▸ **Problem statement**:
Word for word, transcribe the data below from the line with "Tag the sweaty" to the line with "Target: hair of player", keeping both of those lines.

▸ **Data shown**:
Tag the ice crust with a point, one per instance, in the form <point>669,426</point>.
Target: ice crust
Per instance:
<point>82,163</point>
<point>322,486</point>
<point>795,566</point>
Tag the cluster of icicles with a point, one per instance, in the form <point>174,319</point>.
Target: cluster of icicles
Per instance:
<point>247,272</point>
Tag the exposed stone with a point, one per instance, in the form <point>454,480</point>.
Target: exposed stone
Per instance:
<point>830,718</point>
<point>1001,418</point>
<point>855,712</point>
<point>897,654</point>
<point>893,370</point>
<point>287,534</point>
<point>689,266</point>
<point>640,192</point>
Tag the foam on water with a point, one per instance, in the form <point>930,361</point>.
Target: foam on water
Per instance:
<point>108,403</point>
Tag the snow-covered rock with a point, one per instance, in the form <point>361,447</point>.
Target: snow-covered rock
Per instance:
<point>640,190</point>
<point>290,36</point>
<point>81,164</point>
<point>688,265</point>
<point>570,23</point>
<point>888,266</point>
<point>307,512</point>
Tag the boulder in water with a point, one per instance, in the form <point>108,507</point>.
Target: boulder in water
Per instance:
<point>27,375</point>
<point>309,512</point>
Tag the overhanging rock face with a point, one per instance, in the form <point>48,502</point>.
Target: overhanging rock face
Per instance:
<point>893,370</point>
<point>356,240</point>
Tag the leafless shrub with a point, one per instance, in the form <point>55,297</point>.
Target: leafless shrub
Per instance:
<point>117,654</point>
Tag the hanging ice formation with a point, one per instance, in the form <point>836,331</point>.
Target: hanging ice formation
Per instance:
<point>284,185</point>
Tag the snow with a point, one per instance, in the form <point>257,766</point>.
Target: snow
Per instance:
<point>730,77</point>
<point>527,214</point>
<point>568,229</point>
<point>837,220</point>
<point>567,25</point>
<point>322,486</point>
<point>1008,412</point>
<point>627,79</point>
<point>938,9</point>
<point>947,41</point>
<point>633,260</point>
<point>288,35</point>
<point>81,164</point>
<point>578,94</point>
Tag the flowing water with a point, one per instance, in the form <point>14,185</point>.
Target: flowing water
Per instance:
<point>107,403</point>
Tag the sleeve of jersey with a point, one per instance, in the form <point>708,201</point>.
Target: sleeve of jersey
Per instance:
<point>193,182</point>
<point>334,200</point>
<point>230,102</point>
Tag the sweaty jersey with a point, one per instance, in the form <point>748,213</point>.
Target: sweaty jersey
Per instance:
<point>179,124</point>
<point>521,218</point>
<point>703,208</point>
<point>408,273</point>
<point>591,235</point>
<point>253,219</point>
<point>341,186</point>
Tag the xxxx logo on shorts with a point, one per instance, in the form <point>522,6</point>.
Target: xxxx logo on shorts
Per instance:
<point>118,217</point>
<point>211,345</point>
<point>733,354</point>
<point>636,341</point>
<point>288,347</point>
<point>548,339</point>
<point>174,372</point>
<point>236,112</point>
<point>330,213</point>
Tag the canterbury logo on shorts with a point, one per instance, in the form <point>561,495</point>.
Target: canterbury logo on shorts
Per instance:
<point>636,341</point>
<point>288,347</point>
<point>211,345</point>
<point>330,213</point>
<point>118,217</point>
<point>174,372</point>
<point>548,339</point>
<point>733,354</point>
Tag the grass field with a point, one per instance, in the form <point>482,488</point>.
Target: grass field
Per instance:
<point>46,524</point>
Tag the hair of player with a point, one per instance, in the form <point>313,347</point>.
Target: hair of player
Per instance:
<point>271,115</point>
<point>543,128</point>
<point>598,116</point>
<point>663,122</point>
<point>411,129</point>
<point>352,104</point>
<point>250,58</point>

▸ **Response area**:
Tag the sweaty jersey with a point, one per instance, in the form <point>748,213</point>.
Target: sweaty jersey
Per instance:
<point>179,124</point>
<point>521,218</point>
<point>703,208</point>
<point>408,273</point>
<point>591,235</point>
<point>253,219</point>
<point>341,186</point>
Tag the xxxx logo on shorts with a point, one per instance, in the form <point>522,6</point>.
Target: xxxx logo on shorts
Per instance:
<point>118,217</point>
<point>211,345</point>
<point>733,354</point>
<point>636,341</point>
<point>288,347</point>
<point>548,339</point>
<point>174,372</point>
<point>236,112</point>
<point>330,213</point>
Tag the canterbury logo on shorts with a point, one per instance, in the form <point>561,495</point>.
Target: canterbury logo on shorts
Per instance:
<point>636,341</point>
<point>288,347</point>
<point>211,345</point>
<point>330,213</point>
<point>118,217</point>
<point>174,372</point>
<point>548,339</point>
<point>733,354</point>
Tag the grass field with a point, one per instance, in the form <point>482,488</point>.
Target: grass field
Per instance:
<point>46,524</point>
Tag the hair of player with a point, one per instance, in the form <point>313,347</point>.
Target: hair of player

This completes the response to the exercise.